#### What to work on
Reproduce every one of the lines below character for character.

#### Listed records
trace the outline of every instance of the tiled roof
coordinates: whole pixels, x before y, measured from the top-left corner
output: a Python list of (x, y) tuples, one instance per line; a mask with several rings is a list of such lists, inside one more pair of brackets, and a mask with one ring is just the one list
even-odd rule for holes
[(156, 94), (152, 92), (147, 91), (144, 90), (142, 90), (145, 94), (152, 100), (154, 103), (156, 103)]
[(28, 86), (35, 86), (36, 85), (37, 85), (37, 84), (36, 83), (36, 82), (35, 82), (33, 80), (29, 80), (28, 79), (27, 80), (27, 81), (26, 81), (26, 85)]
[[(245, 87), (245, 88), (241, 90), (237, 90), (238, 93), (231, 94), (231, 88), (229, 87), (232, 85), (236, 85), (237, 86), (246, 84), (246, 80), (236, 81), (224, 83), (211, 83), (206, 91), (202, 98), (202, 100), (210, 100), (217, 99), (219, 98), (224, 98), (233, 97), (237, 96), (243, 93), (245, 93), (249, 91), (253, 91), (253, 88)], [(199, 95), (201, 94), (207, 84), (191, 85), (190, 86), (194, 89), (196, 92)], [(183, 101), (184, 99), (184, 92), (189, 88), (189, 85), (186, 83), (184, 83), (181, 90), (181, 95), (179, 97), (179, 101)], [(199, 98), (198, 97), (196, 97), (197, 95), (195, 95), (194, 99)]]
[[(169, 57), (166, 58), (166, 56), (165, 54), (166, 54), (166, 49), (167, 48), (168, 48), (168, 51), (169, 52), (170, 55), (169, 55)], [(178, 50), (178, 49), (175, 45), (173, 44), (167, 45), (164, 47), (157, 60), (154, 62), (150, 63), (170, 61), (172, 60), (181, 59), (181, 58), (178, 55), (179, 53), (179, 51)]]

#### Task output
trace the outline of every instance of the tiled roof
coordinates: whole pixels, x before y, measured from the top-left corner
output: a Python list of (x, y) tuples, one instance per line; a mask with several rings is a list of such lists, inside one more pair of brackets, and a mask with one ring is just the one list
even-odd rule for holes
[(156, 94), (152, 92), (147, 91), (144, 90), (142, 90), (145, 94), (152, 100), (154, 103), (156, 103)]
[(28, 86), (35, 86), (36, 85), (37, 85), (37, 84), (36, 83), (36, 82), (35, 82), (33, 80), (29, 80), (28, 79), (27, 80), (27, 81), (26, 81), (26, 85)]
[[(245, 87), (245, 88), (241, 90), (237, 90), (238, 93), (231, 94), (231, 88), (229, 87), (232, 85), (236, 85), (237, 86), (246, 84), (246, 80), (236, 81), (224, 83), (211, 83), (206, 91), (202, 98), (202, 100), (210, 100), (217, 99), (219, 98), (224, 98), (233, 97), (237, 96), (243, 93), (245, 93), (249, 91), (253, 91), (253, 88)], [(199, 95), (201, 94), (207, 84), (191, 85), (190, 86), (194, 89), (196, 92)], [(183, 101), (184, 99), (184, 92), (189, 88), (189, 85), (186, 83), (184, 83), (181, 90), (181, 95), (179, 97), (179, 101)], [(199, 98), (198, 97), (196, 97), (197, 95), (195, 95), (194, 99)]]
[[(169, 57), (166, 58), (166, 56), (165, 54), (166, 54), (166, 49), (167, 48), (168, 48), (168, 51), (169, 52), (170, 55), (169, 55)], [(178, 50), (178, 49), (175, 45), (173, 44), (167, 45), (164, 47), (157, 60), (154, 62), (150, 63), (170, 61), (172, 60), (181, 59), (181, 58), (178, 55), (179, 53), (179, 51)]]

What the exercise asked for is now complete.